What the task asks
Would you copy the records below, exactly and only from their first line through the line containing "pixel 27 45", without any pictures?
* * *
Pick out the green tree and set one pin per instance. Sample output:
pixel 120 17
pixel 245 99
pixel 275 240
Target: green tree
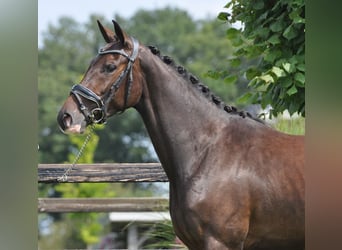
pixel 273 32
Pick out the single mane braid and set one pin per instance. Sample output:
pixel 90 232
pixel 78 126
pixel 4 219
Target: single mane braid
pixel 200 86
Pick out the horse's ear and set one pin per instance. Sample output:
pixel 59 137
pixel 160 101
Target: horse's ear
pixel 107 34
pixel 119 32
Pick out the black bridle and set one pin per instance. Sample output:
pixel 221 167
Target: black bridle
pixel 99 113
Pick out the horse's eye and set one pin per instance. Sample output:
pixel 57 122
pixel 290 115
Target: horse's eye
pixel 109 68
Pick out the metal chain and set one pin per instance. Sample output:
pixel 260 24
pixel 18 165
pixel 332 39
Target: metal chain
pixel 64 177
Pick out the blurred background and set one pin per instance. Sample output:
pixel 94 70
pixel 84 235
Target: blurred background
pixel 68 38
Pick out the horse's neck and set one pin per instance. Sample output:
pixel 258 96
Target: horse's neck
pixel 180 121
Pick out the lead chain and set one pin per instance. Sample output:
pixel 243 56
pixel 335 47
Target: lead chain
pixel 64 177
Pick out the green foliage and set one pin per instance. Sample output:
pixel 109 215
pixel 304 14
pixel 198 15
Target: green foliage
pixel 162 236
pixel 274 33
pixel 294 126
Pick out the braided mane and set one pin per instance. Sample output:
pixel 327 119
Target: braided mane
pixel 201 87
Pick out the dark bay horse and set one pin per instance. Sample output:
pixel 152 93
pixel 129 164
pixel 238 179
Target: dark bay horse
pixel 235 183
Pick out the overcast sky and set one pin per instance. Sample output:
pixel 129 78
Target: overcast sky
pixel 50 11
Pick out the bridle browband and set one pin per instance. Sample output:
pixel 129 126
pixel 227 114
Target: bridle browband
pixel 99 113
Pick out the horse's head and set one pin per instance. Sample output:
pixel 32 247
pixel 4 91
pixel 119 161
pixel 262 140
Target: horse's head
pixel 110 85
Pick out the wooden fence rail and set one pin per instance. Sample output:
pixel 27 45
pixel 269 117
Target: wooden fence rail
pixel 105 172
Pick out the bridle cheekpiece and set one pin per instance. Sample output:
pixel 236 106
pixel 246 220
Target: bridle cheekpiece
pixel 99 113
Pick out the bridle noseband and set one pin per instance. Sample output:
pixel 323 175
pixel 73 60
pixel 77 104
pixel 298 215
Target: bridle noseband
pixel 99 113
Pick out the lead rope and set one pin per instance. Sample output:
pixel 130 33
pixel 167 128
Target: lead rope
pixel 64 177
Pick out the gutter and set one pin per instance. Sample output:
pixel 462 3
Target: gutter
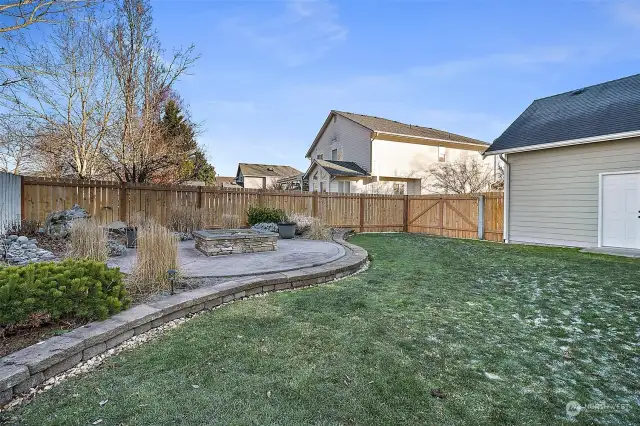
* * *
Solved exercise
Pick out the green tree and set one pin per instance. Sample output:
pixel 120 17
pixel 245 99
pixel 275 240
Target: green tree
pixel 273 32
Pick out the single mane braid and set one pin per instance. Sample output:
pixel 90 232
pixel 78 126
pixel 4 219
Target: single mane braid
pixel 200 86
Pick out the horse's ear and set one pin per instance. Sample output:
pixel 59 137
pixel 160 101
Target: horse's ear
pixel 107 34
pixel 119 32
Pick out the black bridle and set one pin per instance. Sample output:
pixel 221 167
Target: black bridle
pixel 99 113
Pick out the horse's eye and set one pin per instance. Sample output:
pixel 57 122
pixel 290 115
Target: horse's eye
pixel 109 68
Pick out the metal chain and set one pin per instance. Sample output:
pixel 260 24
pixel 18 165
pixel 332 39
Target: metal chain
pixel 64 177
Pick out the blurred background and set one pin per instance. Sample output:
pixel 94 70
pixel 84 235
Target: blurred background
pixel 68 38
Pick out the horse's neck and set one pin per instance. Sample output:
pixel 258 96
Target: horse's neck
pixel 180 121
Pick out the lead chain and set one pin per instance. Sample output:
pixel 243 56
pixel 335 47
Target: lead chain
pixel 64 177
Pick out the green foliage and set one pin per instance. Sample output:
pixel 109 215
pixel 304 14
pixel 198 15
Target: green foliage
pixel 162 236
pixel 274 33
pixel 294 126
Pick out the braided mane and set one pin per instance. Sample output:
pixel 327 119
Target: braided mane
pixel 201 87
Pick out the dark bay horse and set one pin per instance. Sample output:
pixel 152 93
pixel 129 164
pixel 238 179
Target: dark bay horse
pixel 235 183
Pick out the overcast sky and set one pin per instance. Sample output:
pixel 129 78
Target: overcast sky
pixel 50 11
Pick out the bridle browband and set one pin per instance. Sample output:
pixel 129 126
pixel 227 114
Target: bridle browband
pixel 99 113
Pick out the horse's head and set one pin per instance. Sample output:
pixel 32 247
pixel 4 91
pixel 119 161
pixel 262 140
Target: horse's head
pixel 110 85
Pick out the wooden fence rail and set one pin per instance. Sample output:
pixel 27 45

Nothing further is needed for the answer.